[WORK REQUIRED]:
Match the string "nose" against each line below, and copy every line that matches.

[EXCERPTED DATA]:
※ ※ ※
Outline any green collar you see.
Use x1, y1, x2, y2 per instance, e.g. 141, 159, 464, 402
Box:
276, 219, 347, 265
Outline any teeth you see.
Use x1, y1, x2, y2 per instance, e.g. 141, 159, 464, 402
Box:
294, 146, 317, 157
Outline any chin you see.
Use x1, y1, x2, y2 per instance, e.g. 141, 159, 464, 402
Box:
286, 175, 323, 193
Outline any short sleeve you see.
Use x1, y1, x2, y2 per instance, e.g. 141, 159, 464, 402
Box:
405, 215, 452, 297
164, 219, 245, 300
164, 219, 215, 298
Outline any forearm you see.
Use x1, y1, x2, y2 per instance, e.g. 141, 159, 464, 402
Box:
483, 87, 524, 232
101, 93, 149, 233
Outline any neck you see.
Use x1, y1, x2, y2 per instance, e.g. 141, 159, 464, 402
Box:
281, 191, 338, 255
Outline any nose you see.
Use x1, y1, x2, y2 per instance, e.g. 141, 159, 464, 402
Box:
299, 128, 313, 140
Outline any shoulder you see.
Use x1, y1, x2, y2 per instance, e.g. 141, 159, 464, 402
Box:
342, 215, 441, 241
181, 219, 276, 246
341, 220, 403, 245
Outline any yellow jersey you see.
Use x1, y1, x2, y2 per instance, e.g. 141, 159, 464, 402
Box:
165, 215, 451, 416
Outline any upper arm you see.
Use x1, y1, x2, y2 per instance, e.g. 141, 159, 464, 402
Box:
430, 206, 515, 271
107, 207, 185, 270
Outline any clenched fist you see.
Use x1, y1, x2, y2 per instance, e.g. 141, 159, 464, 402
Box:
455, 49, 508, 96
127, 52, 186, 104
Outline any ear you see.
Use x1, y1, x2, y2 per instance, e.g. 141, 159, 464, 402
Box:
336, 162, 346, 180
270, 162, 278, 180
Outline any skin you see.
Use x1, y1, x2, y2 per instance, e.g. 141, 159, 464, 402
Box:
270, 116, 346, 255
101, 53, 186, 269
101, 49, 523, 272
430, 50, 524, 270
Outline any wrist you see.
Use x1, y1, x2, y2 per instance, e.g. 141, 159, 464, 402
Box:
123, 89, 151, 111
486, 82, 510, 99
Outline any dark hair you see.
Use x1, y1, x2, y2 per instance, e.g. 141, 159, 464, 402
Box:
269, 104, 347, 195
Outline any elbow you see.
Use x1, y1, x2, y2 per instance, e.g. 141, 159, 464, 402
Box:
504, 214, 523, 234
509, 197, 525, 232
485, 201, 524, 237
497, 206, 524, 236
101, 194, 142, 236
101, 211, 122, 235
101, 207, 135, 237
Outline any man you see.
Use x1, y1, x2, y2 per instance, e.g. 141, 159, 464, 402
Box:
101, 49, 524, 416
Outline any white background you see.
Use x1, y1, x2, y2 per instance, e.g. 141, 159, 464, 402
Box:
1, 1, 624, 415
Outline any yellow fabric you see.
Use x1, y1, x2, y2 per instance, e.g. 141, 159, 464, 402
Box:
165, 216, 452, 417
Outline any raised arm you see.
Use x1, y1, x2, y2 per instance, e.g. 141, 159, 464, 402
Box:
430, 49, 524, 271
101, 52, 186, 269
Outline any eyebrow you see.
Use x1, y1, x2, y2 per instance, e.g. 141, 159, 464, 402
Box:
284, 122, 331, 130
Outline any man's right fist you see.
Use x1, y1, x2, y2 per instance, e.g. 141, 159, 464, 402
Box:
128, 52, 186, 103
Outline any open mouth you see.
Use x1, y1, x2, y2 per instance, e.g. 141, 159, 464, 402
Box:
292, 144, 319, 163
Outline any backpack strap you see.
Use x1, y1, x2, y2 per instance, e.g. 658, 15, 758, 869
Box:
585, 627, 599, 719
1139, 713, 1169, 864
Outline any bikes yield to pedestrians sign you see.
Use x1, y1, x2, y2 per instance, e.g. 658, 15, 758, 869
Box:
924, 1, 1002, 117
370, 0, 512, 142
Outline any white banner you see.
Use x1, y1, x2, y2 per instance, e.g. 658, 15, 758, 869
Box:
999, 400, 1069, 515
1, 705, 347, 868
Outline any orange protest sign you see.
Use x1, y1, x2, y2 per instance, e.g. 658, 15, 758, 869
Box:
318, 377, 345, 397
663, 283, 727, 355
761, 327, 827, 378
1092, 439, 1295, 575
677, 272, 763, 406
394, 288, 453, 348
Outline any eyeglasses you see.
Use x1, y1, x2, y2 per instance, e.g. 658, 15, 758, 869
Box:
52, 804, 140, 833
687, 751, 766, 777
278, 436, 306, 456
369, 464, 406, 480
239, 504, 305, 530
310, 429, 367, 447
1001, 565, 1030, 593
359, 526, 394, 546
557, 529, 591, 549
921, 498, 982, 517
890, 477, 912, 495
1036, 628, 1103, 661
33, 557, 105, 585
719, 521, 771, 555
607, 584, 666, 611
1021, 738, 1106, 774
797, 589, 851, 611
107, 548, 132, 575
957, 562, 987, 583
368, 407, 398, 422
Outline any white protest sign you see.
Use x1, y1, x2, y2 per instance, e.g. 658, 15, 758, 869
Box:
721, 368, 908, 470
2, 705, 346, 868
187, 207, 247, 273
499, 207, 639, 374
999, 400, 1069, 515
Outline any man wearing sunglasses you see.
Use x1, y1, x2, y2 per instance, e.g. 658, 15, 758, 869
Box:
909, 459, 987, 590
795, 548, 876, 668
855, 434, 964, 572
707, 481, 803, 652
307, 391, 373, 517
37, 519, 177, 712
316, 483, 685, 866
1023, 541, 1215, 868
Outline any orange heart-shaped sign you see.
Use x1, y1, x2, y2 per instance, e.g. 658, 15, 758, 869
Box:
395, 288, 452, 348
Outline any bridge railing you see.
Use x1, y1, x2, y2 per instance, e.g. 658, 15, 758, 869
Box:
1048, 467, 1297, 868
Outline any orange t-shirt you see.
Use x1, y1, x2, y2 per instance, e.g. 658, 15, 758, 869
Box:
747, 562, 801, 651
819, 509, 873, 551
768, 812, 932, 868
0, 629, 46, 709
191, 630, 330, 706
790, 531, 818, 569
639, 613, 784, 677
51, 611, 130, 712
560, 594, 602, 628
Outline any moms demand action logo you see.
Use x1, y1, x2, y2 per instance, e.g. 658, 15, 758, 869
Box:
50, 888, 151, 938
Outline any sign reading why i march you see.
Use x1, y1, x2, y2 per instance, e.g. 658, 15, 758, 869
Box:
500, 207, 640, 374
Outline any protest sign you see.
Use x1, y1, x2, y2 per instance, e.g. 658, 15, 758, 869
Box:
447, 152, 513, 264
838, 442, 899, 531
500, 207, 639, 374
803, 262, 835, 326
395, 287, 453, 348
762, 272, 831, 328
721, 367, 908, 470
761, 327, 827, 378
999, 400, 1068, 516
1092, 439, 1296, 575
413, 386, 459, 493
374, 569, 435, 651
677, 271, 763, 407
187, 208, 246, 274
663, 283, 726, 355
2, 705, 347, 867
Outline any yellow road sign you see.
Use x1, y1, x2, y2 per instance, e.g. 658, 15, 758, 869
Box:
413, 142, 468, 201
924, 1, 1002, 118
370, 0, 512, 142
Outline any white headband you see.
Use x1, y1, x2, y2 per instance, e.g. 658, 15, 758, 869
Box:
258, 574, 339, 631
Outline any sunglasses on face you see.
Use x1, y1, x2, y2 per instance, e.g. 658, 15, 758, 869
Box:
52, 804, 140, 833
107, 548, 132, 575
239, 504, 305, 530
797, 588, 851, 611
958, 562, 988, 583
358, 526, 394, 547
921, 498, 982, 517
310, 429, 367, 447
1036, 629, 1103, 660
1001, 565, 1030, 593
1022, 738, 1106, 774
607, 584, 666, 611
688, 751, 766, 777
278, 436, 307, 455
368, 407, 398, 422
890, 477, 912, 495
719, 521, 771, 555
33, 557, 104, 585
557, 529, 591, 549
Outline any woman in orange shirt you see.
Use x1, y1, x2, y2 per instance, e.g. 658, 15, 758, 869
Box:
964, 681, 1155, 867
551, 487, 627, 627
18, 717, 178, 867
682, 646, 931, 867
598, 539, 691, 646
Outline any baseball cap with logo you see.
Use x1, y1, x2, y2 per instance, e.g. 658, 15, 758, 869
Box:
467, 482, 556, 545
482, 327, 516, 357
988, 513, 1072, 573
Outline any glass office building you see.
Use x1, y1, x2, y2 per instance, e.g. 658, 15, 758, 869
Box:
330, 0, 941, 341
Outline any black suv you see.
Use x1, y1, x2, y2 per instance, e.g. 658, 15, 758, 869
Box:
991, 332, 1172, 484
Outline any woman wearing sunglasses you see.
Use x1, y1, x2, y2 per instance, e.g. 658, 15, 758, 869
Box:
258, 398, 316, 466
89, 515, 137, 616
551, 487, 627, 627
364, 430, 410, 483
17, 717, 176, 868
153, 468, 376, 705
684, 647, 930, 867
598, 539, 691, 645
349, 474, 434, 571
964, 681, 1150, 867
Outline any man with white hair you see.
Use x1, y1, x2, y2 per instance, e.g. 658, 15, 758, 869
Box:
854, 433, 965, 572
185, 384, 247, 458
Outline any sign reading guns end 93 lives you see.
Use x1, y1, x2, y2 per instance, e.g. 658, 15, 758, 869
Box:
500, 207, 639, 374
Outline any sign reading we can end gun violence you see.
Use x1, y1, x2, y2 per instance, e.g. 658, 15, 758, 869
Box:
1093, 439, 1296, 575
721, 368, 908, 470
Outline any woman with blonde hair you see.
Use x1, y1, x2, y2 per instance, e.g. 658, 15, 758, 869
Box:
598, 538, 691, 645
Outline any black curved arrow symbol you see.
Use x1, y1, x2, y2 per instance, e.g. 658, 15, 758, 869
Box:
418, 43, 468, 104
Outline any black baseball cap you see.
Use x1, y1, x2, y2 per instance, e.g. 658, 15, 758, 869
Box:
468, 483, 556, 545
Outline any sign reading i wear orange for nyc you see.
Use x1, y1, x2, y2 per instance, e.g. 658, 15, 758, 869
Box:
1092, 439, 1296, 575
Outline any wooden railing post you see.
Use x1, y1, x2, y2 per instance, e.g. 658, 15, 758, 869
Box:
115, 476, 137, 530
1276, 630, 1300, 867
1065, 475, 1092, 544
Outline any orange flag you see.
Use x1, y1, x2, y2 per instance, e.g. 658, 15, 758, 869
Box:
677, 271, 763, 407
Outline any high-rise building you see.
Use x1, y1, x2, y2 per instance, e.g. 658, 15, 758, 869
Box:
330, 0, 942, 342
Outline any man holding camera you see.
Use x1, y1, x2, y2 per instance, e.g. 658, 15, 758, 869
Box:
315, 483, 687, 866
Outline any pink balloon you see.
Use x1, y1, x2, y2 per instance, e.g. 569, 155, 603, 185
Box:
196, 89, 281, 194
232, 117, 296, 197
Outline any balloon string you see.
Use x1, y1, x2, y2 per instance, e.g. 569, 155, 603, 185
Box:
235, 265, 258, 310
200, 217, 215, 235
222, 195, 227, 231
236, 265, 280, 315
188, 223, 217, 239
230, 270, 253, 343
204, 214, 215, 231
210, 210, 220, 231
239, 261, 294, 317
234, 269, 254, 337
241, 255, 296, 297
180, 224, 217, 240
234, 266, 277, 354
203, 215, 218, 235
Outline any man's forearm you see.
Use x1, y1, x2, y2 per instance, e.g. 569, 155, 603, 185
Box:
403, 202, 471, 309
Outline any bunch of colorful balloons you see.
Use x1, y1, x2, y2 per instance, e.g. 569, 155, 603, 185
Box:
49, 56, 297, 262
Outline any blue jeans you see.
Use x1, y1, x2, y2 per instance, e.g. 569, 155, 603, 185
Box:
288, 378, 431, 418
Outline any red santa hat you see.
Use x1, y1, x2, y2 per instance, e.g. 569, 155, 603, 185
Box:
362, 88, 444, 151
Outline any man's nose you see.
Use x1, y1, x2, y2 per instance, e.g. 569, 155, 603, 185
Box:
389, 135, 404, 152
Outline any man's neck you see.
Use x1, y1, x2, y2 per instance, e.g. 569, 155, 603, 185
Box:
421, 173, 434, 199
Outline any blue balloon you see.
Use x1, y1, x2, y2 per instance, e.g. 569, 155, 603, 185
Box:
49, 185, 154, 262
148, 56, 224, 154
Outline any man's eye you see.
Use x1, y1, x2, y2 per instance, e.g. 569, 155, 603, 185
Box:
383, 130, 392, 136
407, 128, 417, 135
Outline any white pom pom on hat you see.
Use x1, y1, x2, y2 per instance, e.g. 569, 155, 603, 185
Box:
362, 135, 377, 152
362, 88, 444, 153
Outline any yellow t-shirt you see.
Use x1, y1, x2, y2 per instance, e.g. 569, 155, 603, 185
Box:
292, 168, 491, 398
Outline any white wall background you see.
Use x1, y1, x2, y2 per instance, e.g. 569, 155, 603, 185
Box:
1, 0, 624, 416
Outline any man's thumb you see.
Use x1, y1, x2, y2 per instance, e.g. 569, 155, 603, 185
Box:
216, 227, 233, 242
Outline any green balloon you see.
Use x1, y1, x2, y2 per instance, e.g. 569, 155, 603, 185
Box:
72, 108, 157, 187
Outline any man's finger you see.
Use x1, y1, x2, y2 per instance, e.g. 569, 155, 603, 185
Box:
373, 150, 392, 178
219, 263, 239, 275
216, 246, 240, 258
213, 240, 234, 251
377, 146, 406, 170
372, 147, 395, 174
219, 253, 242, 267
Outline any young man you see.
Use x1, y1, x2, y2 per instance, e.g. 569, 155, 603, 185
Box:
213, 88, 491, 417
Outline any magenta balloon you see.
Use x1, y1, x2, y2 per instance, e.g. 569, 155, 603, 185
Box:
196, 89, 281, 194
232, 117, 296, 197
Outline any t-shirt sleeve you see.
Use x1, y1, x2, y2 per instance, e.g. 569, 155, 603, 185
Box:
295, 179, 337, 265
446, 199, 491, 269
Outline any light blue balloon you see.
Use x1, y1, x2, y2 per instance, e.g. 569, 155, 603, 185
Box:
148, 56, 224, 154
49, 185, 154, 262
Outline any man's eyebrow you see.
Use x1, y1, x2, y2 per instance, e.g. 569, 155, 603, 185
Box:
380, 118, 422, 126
※ ※ ※
[OUTPUT FOR THIS EXERCISE]:
Outline any nose you see.
Outline any man's nose you see.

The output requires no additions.